### Textauszug
Der Gen-Testpionier 23andMe sieht sich mit existenziellen Herausforderungen konfrontiert und warnt vor der eigenen Zahlungsunfähigkeit, wenn nicht dringend frisches Kapital beschafft wird. Das kalifornische Unternehmen meldete einen deutlichen Umsatzrückgang und erzeugt durch einen drastischen Personalabbau neue Dynamik.
Finanzvorstand Joe Selsavage betonte, dass zusätzliche Liquidität erforderlich sei, um die weiteren notwendigen Ausgaben zu decken. Die jüngsten Unternehmenszahlen zeigen einen Rückgang der Einnahmen auf 44 Millionen US-Dollar in den drei Monaten bis September, verglichen mit 50 Millionen US-Dollar im gleichen Vorjahreszeitraum. Dies markiert das siebte aufeinanderfolgende Jahr mit rückläufigen Quartalsumsätzen.
Das einst als Hoffnungsträger geltende Start-up kämpft seit zwei Jahren mit Entlassungen, Investorenkonflikten und Zweifeln am Geschäftsmodell. Immer mehr wird auch diskutiert, wem die riesige genetische Datenbank eigentlich gehört. Der Wert von 23andMe ist seit Februar 2021 von einem Höchststand von 5,8 Milliarden US-Dollar auf unter 150 Millionen US-Dollar gesunken. Dennoch stiegen die Aktien um sieben Prozent, nachdem bekannt wurde, dass bereits Anfang der Woche 40 Prozent der Belegschaft als Teil eines Umstrukturierungsplans entlassen wurden. Dieser soll jährliche Kosteneinsparungen von 35 Millionen US-Dollar erzielen.
Die Umstrukturierung stoppt auch alle Aktivitäten zur Entwicklung neuer Medikamente, womit die Vision der Gründerin und CEO Anne Wojcicki, 23andMe in ein eigenständiges Pharmaunternehmen zu verwandeln, ein Ende findet. Stattdessen liegt der Fokus nun auf dem Verkauf genetischer Tests und der Vermarktung der daraus generierten Daten an externe Arzneimittelentwickler. Wojcicki erklärte in einem Gespräch mit den Anteilseignern, dass Nachhaltigkeit höchste Priorität habe.

### Aufgabe 1
Gib aus dem Text über 23andMe den Abschnitt zwischen „Der Gen-Testpionier 23andMe“ und „Personalabbau neue Dynamik.“, beide eingeschlossen, wortgetreu wieder.
### Aufgabe 2
Beantworte diese Fragen zum Text über 23andMe:
(a) Wie hoch waren die Einnahmen in den drei Monaten bis September?
(b) Wie viel Prozent der Belegschaft wurden entlassen?
(c) Wer ist Finanzvorstand des Unternehmens?
### Aufgabe 3
Prüfe anhand des Textes über 23andMe, ob die folgenden Aussagen zutreffen:
(a) Nach Bekanntwerden der Entlassungen fielen die Aktien.
(b) Der Umstrukturierungsplan soll jährlich 35 Millionen US-Dollar einsparen.
(c) 23andMe ist ein kalifornisches Unternehmen.

### Rohdaten
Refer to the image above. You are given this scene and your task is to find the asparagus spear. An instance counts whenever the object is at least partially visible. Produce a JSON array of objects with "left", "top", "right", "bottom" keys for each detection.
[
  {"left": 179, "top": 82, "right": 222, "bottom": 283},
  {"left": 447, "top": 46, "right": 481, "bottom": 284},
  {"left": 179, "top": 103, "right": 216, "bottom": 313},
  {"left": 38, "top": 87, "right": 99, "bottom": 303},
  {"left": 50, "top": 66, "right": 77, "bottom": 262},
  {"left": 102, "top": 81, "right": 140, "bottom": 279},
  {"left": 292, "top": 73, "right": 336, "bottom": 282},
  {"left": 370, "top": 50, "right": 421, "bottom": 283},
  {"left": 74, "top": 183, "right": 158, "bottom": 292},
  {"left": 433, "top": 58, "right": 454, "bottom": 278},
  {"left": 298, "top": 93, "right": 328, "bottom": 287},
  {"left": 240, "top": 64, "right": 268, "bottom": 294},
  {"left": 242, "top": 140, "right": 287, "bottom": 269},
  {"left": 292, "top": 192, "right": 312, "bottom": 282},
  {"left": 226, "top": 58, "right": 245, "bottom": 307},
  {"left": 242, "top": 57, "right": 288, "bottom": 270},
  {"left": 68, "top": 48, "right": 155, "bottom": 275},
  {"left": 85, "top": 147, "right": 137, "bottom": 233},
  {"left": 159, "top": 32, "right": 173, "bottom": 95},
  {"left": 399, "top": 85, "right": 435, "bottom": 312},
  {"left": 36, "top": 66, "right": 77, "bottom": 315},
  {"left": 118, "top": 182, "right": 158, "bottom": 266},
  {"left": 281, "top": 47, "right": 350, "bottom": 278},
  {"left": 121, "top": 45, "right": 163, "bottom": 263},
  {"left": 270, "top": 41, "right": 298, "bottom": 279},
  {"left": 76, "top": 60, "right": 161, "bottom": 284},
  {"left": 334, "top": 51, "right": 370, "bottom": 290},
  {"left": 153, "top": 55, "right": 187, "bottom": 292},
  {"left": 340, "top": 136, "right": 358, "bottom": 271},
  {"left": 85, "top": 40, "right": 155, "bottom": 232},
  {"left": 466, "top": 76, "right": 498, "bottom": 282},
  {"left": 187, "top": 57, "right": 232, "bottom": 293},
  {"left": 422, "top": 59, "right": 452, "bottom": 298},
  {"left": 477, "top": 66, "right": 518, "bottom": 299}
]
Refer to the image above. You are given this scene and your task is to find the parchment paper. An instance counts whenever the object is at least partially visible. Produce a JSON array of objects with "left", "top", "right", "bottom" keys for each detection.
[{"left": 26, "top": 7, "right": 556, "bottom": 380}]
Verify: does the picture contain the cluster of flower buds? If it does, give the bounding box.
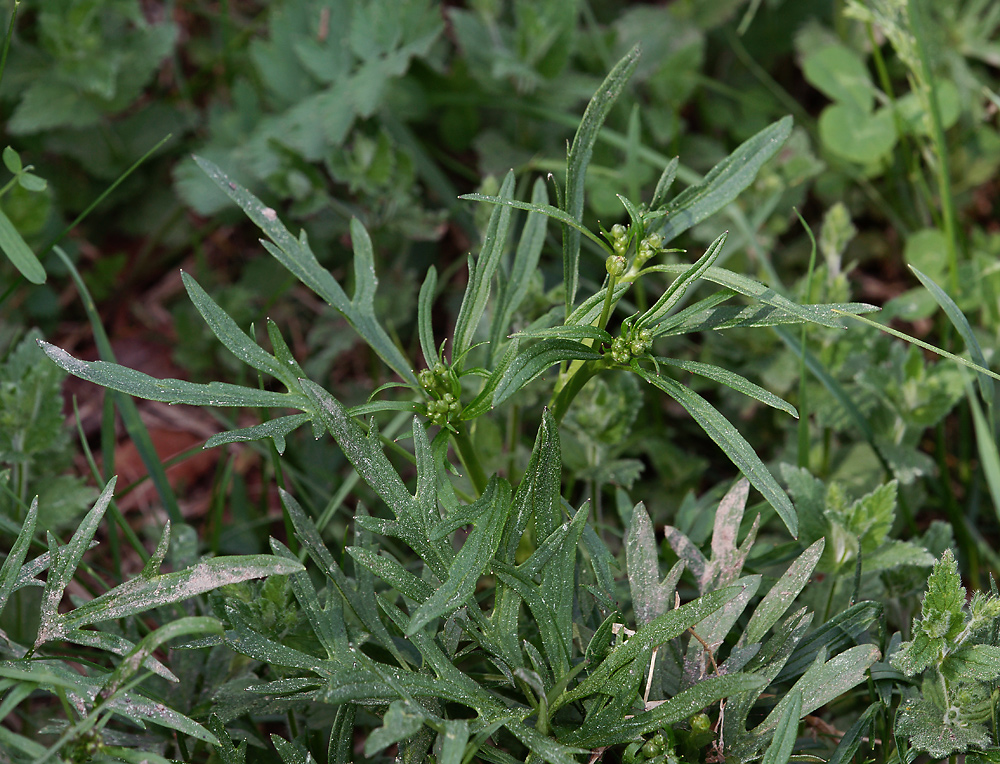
[611,326,653,365]
[604,223,663,278]
[427,393,462,427]
[417,363,462,427]
[633,233,663,270]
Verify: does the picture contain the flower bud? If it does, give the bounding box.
[604,255,628,278]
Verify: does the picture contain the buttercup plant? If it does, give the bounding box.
[33,50,892,764]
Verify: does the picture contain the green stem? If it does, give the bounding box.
[452,424,488,495]
[0,0,21,92]
[907,0,959,292]
[550,361,601,424]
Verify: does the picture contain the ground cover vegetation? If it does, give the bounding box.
[0,0,1000,764]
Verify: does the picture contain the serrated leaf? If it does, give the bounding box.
[651,117,792,243]
[0,210,46,284]
[632,360,798,536]
[493,339,602,406]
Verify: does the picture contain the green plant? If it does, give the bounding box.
[891,550,1000,758]
[31,46,908,762]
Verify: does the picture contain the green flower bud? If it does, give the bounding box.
[642,740,663,759]
[604,256,628,278]
[691,714,712,732]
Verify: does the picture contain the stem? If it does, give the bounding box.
[907,0,959,292]
[0,0,21,92]
[452,424,488,495]
[550,361,601,424]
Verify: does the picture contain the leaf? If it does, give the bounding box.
[194,156,417,387]
[181,271,298,390]
[648,264,878,329]
[493,339,602,407]
[752,645,880,752]
[632,359,798,536]
[761,690,802,764]
[738,539,826,645]
[802,45,875,114]
[0,210,46,284]
[490,178,549,360]
[365,700,425,756]
[827,701,882,764]
[650,290,876,337]
[551,585,744,713]
[625,502,683,626]
[452,170,514,365]
[35,477,118,647]
[656,356,799,419]
[819,103,899,165]
[776,602,882,682]
[910,265,993,406]
[563,45,639,316]
[651,117,792,244]
[635,233,728,330]
[38,340,307,409]
[417,265,438,369]
[511,324,612,345]
[565,676,765,748]
[61,554,304,627]
[0,496,38,614]
[406,478,511,636]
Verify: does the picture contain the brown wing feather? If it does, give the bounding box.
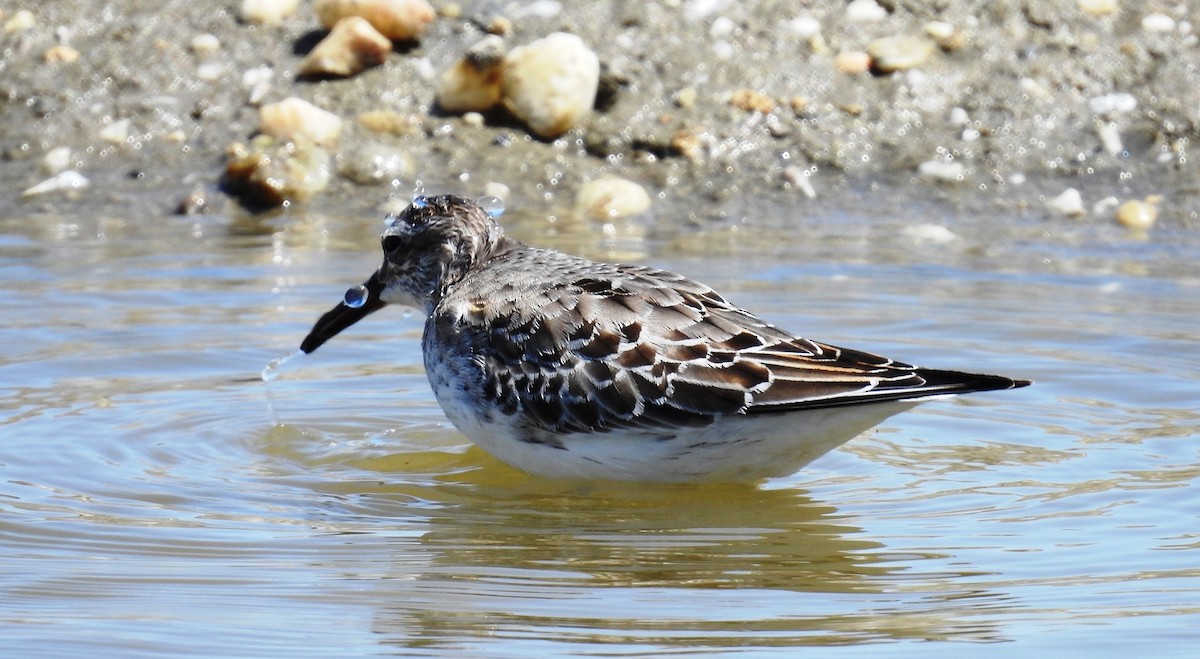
[433,246,1018,432]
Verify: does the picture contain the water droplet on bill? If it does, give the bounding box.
[342,286,371,308]
[262,351,304,382]
[475,194,504,220]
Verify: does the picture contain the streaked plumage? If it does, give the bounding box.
[301,196,1030,481]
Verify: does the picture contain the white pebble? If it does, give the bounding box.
[42,146,71,175]
[20,169,91,198]
[190,32,221,56]
[1046,187,1084,217]
[708,16,737,38]
[238,0,300,24]
[1096,121,1124,156]
[900,223,959,245]
[1141,12,1175,32]
[575,176,650,220]
[917,160,965,181]
[258,96,342,144]
[846,0,888,23]
[1087,91,1138,114]
[502,32,600,138]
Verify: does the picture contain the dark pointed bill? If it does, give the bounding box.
[300,272,388,354]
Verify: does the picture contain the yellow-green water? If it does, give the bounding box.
[0,198,1200,657]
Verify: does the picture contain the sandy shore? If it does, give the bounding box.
[0,0,1200,227]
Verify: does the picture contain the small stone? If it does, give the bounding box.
[313,0,437,41]
[96,119,132,144]
[1046,187,1084,217]
[917,160,966,181]
[671,86,700,109]
[258,96,342,144]
[1096,121,1124,156]
[784,164,817,199]
[502,32,600,138]
[1075,0,1118,16]
[222,134,331,209]
[20,169,91,199]
[833,50,871,76]
[730,89,775,114]
[437,35,504,113]
[487,16,512,36]
[4,10,37,34]
[846,0,888,23]
[298,16,391,78]
[42,146,71,175]
[671,128,712,162]
[1117,194,1163,230]
[42,44,79,64]
[188,32,221,58]
[238,0,300,25]
[575,176,650,221]
[866,35,934,74]
[1141,12,1175,34]
[1087,92,1138,115]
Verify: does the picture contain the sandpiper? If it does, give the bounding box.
[300,194,1030,481]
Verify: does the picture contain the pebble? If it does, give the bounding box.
[4,10,37,34]
[575,176,650,221]
[222,136,331,209]
[1096,121,1124,156]
[96,119,132,144]
[866,35,934,73]
[241,66,275,106]
[188,32,221,56]
[313,0,436,41]
[359,109,421,137]
[1087,91,1138,114]
[917,160,966,181]
[258,96,342,144]
[846,0,888,23]
[42,146,71,175]
[1075,0,1118,16]
[900,222,959,245]
[437,35,504,113]
[730,89,775,114]
[20,169,91,199]
[296,16,391,78]
[502,32,600,138]
[1141,12,1175,32]
[1046,187,1084,217]
[42,44,79,64]
[238,0,300,25]
[784,164,817,199]
[1117,194,1163,230]
[833,50,871,76]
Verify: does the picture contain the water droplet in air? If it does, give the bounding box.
[262,351,304,382]
[475,194,504,220]
[342,286,371,308]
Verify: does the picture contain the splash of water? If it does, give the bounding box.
[475,194,504,220]
[342,286,371,308]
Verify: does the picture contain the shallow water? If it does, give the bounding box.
[0,193,1200,657]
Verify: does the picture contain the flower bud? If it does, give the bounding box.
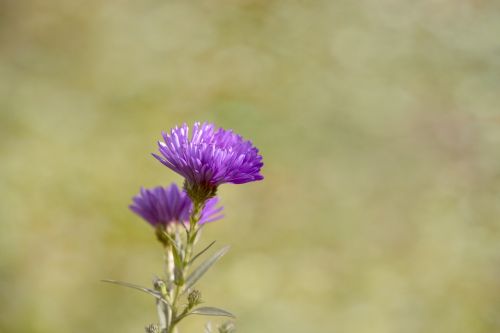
[188,289,201,308]
[146,324,161,333]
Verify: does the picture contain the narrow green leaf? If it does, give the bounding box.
[101,280,170,306]
[189,241,215,264]
[162,231,180,252]
[182,246,229,293]
[189,306,236,318]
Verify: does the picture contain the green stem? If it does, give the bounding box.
[166,202,204,333]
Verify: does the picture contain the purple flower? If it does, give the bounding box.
[129,184,223,227]
[153,123,264,201]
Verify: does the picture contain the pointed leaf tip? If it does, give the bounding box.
[190,306,236,318]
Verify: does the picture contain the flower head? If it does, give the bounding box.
[153,123,264,201]
[129,184,222,227]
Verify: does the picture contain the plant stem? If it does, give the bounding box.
[165,202,204,333]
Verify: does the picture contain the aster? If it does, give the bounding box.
[129,184,223,227]
[153,122,264,203]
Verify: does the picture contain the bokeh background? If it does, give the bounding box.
[0,0,500,333]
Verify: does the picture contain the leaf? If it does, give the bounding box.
[189,241,215,264]
[189,306,236,318]
[101,280,170,306]
[182,246,229,293]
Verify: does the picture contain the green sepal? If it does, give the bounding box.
[189,241,215,265]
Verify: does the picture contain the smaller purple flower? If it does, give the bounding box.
[129,184,223,227]
[153,123,264,202]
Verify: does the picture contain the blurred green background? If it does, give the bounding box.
[0,0,500,333]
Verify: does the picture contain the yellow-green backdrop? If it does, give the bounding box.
[0,0,500,333]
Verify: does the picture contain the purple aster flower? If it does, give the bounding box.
[153,123,264,202]
[129,184,223,227]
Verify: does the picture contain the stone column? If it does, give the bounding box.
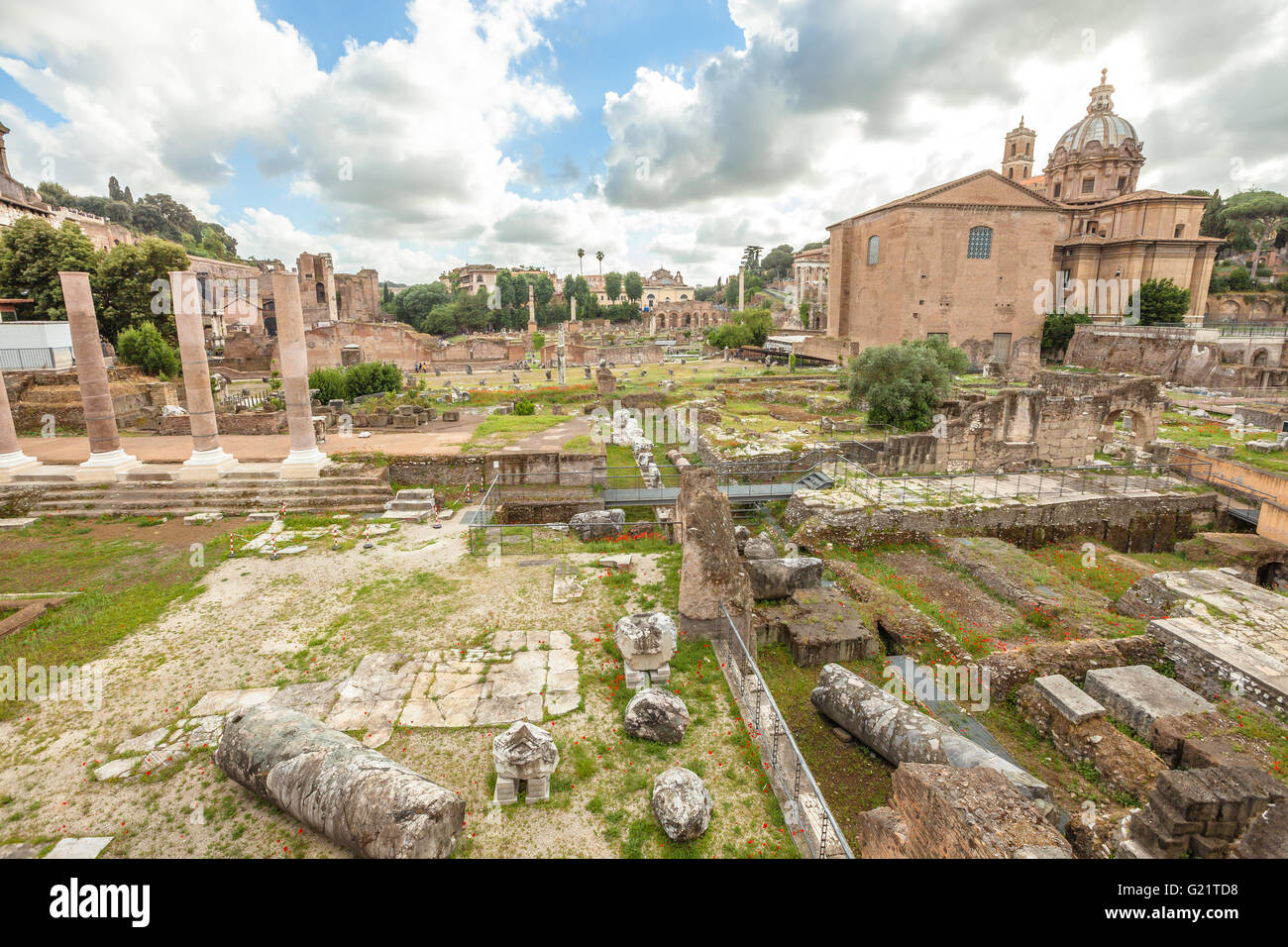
[271,273,330,476]
[58,271,139,480]
[0,372,40,483]
[170,271,237,480]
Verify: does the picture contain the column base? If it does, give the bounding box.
[76,447,143,480]
[277,447,331,479]
[0,451,40,483]
[177,447,237,480]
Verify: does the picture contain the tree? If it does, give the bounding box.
[309,368,347,403]
[344,362,402,401]
[604,269,622,303]
[850,338,970,430]
[1133,277,1190,326]
[90,237,189,342]
[1042,312,1092,352]
[622,269,644,305]
[116,322,179,378]
[707,309,774,349]
[393,281,452,333]
[1224,191,1288,275]
[0,217,98,320]
[760,244,793,278]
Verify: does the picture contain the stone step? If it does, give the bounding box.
[395,487,434,501]
[385,493,434,513]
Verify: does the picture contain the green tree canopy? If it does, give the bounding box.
[0,217,99,320]
[1134,278,1190,326]
[604,269,622,303]
[116,322,179,378]
[1042,312,1094,352]
[622,269,644,305]
[850,338,970,430]
[90,237,189,342]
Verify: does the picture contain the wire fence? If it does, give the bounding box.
[713,601,854,858]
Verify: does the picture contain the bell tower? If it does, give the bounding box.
[1002,115,1038,180]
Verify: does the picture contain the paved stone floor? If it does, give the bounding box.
[94,631,581,781]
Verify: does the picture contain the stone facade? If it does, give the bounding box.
[827,171,1060,373]
[857,763,1073,858]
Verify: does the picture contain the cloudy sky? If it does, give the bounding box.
[0,0,1288,283]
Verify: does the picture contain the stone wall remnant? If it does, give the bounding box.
[857,763,1073,858]
[215,704,465,858]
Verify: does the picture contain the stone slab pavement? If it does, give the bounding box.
[18,425,486,464]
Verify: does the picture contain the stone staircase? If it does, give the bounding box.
[0,469,393,517]
[380,488,434,523]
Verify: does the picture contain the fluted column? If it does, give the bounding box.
[58,271,139,480]
[0,363,40,483]
[170,271,237,480]
[271,273,330,476]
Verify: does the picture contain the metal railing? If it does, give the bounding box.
[829,463,1212,506]
[715,601,854,858]
[223,388,270,407]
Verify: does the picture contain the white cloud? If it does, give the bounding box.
[0,0,1288,288]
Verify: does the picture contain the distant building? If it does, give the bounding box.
[640,268,695,309]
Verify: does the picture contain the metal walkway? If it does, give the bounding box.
[602,471,832,506]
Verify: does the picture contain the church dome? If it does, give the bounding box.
[1055,69,1140,152]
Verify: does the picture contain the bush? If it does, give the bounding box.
[309,368,347,403]
[850,338,970,430]
[116,322,179,378]
[309,362,402,402]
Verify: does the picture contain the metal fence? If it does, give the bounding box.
[223,388,270,407]
[0,347,73,371]
[829,463,1212,506]
[715,601,854,858]
[467,474,675,556]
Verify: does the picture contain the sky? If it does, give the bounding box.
[0,0,1288,284]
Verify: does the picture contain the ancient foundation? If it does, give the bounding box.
[170,271,237,480]
[58,271,139,480]
[271,273,330,476]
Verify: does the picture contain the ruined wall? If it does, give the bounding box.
[864,372,1163,474]
[785,493,1216,553]
[5,368,185,433]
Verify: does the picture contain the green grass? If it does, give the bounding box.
[0,519,218,720]
[461,414,568,454]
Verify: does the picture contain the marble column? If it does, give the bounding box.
[58,271,139,480]
[170,271,237,480]
[271,273,330,476]
[0,363,40,483]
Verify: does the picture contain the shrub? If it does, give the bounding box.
[116,322,179,378]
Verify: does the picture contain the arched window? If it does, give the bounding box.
[966,227,993,261]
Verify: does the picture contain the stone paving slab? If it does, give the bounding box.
[46,835,113,858]
[1083,665,1216,740]
[188,686,277,716]
[1033,674,1105,723]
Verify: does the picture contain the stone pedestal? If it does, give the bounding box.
[0,372,40,483]
[170,271,237,480]
[58,271,139,480]
[271,273,331,478]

### Lösung 1
Der Gen-Testpionier 23andMe sieht sich mit existenziellen Herausforderungen konfrontiert und warnt vor der eigenen Zahlungsunfähigkeit, wenn nicht dringend frisches Kapital beschafft wird. Das kalifornische Unternehmen meldete einen deutlichen Umsatzrückgang und erzeugt durch einen drastischen Personalabbau neue Dynamik.

### Lösung 2
(a) 44 Millionen US-Dollar
(b) 40 Prozent
(c) Joe Selsavage

### Lösung 3
(a) Nein: „Dennoch stiegen die Aktien um sieben Prozent“
(b) Ja: „Dieser soll jährliche Kosteneinsparungen von 35 Millionen US-Dollar erzielen.“
(c) Ja: „Das kalifornische Unternehmen“